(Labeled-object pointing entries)

* start *

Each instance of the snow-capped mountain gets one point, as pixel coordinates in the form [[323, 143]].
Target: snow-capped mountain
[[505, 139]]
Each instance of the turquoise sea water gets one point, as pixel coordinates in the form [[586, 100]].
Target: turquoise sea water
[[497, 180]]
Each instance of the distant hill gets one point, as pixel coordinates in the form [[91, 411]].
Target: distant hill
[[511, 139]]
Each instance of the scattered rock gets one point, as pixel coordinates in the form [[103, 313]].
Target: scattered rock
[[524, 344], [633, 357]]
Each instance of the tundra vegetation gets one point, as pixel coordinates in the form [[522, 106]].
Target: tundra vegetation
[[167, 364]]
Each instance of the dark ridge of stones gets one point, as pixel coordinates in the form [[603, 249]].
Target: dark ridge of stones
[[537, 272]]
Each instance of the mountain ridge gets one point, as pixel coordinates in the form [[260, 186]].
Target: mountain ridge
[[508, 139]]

* end *

*Problem requirements*
Please write out every line of the items above again, with no changes at all.

*Solved problem*
Each instance of the snow-capped mountain gets one point, as pixel coordinates in the form [[323, 143]].
Target: snow-capped mountain
[[505, 139]]
Each instance of the turquoise sea water gets one point, as pixel coordinates in the form [[586, 100]].
Target: turquoise sea water
[[497, 180]]
Each instance of the distant hill gets one point, as pixel coordinates in the form [[91, 411]].
Target: distant hill
[[511, 139]]
Each instance of the scattered rock gets one point, as pixel coordinates in the form [[103, 313]].
Target: scattered rock
[[524, 344], [633, 357]]
Each instance of the tundra vegetation gets one point, as pixel coordinates in the form [[522, 106]].
Target: tundra vegetation
[[167, 364]]
Each instance of the dark ridge of stones gets one point, as pixel coordinates in the form [[603, 249]].
Target: dark ridge of stones
[[537, 272]]
Each instance of the mountain ridge gets one point, as pixel coordinates in the form [[260, 186]].
Target: mountain ridge
[[508, 139]]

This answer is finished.